- [Quoted passage]:

Can these deals go bad? Of course they can. An object lesson is Ryan Howard, whose contract extension has managed to look worse and worse over the past few seasons, even though it won't start covering real baseball games until tomorrow. Will they go bad? It’s hard to say, and the esteemable Ben Lindbergh does a better job covering the possibilities than I could. That frees us up to consider the larger implications—what does all this money mean?

Dave Cameron says the culprit is the torrent of cash pouring into MLB:

And, perhaps this is exactly what we should expect as a reaction to potential new revenue sources opening up for MLB franchises. These TV deals that are being signed don’t come with huge lump sum payments, so teams don’t have buckets of cash burning holes in their pockets. What they do have, or may expect to have in the next few years, is a guaranteed revenue source that will allow them to be in a strong financial position for the next couple of decades. And now, with every team looking to see when they can get in on this upwards adjustment in TV money, it’s become an arms race to lock in talent at current market prices for as long as possible, and getting these deals done by guaranteeing parts of the future expected revenue pie.

So, at this point, we have a couple of options – we can continue to be shocked and amazed at the growing rate of contracts that guarantee big money to players from 2018 and beyond, or we can adjust our expectations for what premium players are going to be able to command going forward. With the promise of new money flowing into many organizations over the next three to five years, I’d imagine we’ll see more and more teams being aggressive in trying to lock up their young stars before they get to free agency and have to bid against whichever franchise just happened to renegotiate their television contract a few months prior.

Of course, there’s more than one way to sign a long-term deal. The Rays also worked to lock up young talent this offseason, but they’re no longer waiting for players to be close to free agency or even expend their rookie eligibility before talking extension. Matt Moore got a five-year deal from the Rays at a base rate of $14 million that has the potential to grow into an eight-year, $40 million deal. This may be the Rays at their Raysiest, but this isn’t too far afield from how they typically operate:

 Ever since John Hart built a powerhouse Indians team in the 1990s by signing talented young players to long-term contracts before they reached eligibility for salary arbitration, many teams have placed an emphasis on the practice. But while almost all extensions have gone to players with at least a year of Major League service, and often more, the Rays established a new frontier by acting sooner.

- [Short exercise A]: According to the baseball contracts passage, what deal did Matt Moore get from the Rays?
The baseball contracts passage and the listing come from unrelated sources.

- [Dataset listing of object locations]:
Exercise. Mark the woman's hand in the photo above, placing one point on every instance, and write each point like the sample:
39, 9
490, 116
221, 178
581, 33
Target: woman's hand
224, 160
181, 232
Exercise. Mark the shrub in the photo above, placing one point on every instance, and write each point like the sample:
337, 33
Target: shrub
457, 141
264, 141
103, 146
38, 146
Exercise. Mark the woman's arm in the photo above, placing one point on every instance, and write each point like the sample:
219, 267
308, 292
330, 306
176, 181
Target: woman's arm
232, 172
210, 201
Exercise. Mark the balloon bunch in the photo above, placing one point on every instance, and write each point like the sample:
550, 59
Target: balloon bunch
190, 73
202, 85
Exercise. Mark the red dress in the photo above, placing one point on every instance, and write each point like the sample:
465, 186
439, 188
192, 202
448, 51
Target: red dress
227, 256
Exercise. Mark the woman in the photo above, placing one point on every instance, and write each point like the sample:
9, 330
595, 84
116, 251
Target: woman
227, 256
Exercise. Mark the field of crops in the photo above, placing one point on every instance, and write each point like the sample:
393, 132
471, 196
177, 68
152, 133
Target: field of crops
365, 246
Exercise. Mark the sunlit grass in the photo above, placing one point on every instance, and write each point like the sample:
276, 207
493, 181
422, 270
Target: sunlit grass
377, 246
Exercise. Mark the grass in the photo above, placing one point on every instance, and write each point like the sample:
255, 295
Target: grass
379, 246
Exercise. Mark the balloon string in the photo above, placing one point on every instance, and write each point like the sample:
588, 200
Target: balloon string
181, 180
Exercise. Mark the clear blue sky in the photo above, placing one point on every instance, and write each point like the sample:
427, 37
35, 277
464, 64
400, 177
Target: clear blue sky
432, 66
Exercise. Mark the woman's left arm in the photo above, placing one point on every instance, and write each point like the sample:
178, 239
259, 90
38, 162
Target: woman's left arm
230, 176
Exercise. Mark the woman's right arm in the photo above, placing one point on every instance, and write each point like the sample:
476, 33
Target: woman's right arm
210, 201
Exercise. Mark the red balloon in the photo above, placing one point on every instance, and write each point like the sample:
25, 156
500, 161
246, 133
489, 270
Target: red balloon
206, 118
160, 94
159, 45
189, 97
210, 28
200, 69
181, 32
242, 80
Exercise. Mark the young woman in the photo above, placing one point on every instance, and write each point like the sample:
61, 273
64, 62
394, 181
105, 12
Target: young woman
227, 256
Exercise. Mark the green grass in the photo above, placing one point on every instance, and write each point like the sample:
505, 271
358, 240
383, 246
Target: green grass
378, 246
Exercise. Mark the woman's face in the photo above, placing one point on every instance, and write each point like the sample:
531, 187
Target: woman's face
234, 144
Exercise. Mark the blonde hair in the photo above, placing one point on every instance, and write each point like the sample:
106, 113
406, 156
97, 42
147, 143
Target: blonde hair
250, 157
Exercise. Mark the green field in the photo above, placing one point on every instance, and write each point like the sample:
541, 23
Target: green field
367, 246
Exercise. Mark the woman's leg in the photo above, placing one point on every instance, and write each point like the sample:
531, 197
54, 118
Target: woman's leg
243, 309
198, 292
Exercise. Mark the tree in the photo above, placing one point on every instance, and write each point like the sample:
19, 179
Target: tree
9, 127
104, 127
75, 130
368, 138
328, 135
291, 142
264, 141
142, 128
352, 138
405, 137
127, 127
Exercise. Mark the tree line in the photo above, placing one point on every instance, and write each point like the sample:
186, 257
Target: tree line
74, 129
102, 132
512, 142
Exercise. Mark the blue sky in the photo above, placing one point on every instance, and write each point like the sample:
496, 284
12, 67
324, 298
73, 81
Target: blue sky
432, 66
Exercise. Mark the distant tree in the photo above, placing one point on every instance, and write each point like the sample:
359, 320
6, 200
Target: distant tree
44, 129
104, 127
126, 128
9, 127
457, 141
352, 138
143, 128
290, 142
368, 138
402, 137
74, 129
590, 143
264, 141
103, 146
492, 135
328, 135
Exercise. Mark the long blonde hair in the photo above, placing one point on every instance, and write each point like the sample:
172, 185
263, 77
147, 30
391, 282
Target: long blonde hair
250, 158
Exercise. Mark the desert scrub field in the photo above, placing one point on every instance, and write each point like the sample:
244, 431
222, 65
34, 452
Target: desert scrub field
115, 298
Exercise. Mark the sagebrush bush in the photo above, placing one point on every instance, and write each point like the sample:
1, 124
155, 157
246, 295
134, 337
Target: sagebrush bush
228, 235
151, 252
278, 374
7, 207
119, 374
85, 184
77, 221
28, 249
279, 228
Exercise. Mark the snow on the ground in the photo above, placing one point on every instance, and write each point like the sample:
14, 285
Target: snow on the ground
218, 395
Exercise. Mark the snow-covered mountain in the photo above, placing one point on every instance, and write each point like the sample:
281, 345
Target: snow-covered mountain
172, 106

- [Short exercise B]: Copy the listing verbatim from the line containing "Exercise. Mark the distant" through the final line of the listing, both ends included.

- [Exercise response A]: A five-year deal at a base rate of $14 million that could grow into an eight-year, $40 million deal.

- [Exercise response B]:
Exercise. Mark the distant tree in the photo above, placing one point on every instance, and write each point like the sample:
359, 320
6, 200
Target: distant tree
44, 129
104, 127
126, 128
9, 127
457, 141
352, 138
143, 128
290, 142
368, 138
402, 137
74, 129
590, 143
264, 141
103, 146
492, 135
328, 135
Exercise. Mark the long blonde hair in the photo above, placing one point on every instance, and write each point like the sample:
172, 185
263, 77
147, 30
391, 282
Target: long blonde hair
250, 158
Exercise. Mark the desert scrub field in the photo above, placing one point on every instance, and write each point like the sample:
244, 431
222, 65
34, 452
Target: desert scrub field
115, 298
Exercise. Mark the sagebrush bush in the photo above, placing one point on every instance, and write each point like the sample:
1, 124
155, 157
246, 295
134, 337
Target: sagebrush bush
228, 235
151, 252
278, 374
7, 207
119, 374
85, 184
77, 221
28, 249
279, 228
Exercise. Mark the snow on the ground in the photo above, placing one point on every instance, and write each point like the sample:
14, 285
Target: snow on the ground
218, 395
Exercise. Mark the snow-covered mountain in the photo above, placing one point on every instance, and write each point like the sample:
281, 345
Target: snow-covered mountain
172, 106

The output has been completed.